Data for analysis:
★ ★ ★ ★ ★ ★ ★

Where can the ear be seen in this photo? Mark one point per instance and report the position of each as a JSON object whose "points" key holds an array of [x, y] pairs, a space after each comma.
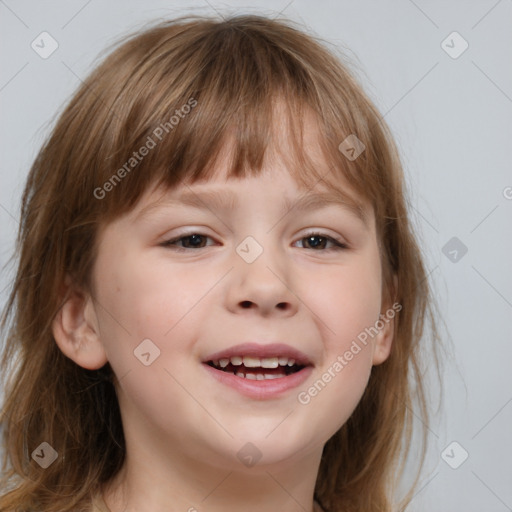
{"points": [[76, 330], [383, 341]]}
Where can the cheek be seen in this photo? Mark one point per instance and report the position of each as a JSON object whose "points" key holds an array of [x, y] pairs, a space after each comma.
{"points": [[149, 299]]}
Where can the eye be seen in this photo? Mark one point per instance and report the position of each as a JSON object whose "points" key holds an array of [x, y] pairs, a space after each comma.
{"points": [[320, 242], [191, 241]]}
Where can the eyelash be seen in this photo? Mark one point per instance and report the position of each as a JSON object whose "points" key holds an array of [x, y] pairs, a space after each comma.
{"points": [[336, 244]]}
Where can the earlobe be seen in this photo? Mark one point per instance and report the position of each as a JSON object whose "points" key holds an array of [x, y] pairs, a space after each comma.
{"points": [[386, 325], [76, 332], [384, 340]]}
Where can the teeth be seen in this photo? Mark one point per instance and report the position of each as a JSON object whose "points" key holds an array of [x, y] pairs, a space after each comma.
{"points": [[236, 361], [254, 362], [270, 362], [259, 376]]}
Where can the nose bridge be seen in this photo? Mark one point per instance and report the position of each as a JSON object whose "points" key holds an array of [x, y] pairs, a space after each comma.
{"points": [[259, 280]]}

★ ★ ★ ★ ★ ★ ★

Output all the data above verbatim, leaving out images.

Written solution:
Where can the ear be seen in this photo? Mark one point per instance and report the position of each as a JSON object whose "points" key holds an array of [x, y] pairs, a space after each comma.
{"points": [[76, 330], [383, 341]]}
Where can the cheek be seen in this photo? Mark one point per instance and report the position of each as a JSON object whose "points" key holds an array of [x, y] pairs, a space after each comma.
{"points": [[149, 299]]}
Where can the eye be seen in this photo? Mark one point per instance and report the position of each as a JSON object whose "points" key holds an array of [x, y] pairs, a space after each comma.
{"points": [[320, 242], [191, 241]]}
Where can the eyelash be seen in this photo? Mark one point per instance and report the position of each as a JSON object whose "points" key holds an array of [x, y] pairs, a space after each comma.
{"points": [[336, 244]]}
Where can the earlobe be seen in this photo? Mark one point per instance and report the position of each as a JSON object whose "points" key holds an array of [x, y] pairs, a space after each comma.
{"points": [[386, 325], [76, 332], [384, 340]]}
Where can the teeth be seen in this photo? Mark one point per instance and report the position of each as a JSON object whose "points" key holds an array of [x, y] pairs, a space after each comma.
{"points": [[236, 361], [254, 362], [270, 362], [259, 376]]}
Where can the nose bridge be seen in this photo? Mark one point per instance and report the position of each as a JSON object whose "points" key holds an array of [x, y] pairs, a space after each comma.
{"points": [[259, 280]]}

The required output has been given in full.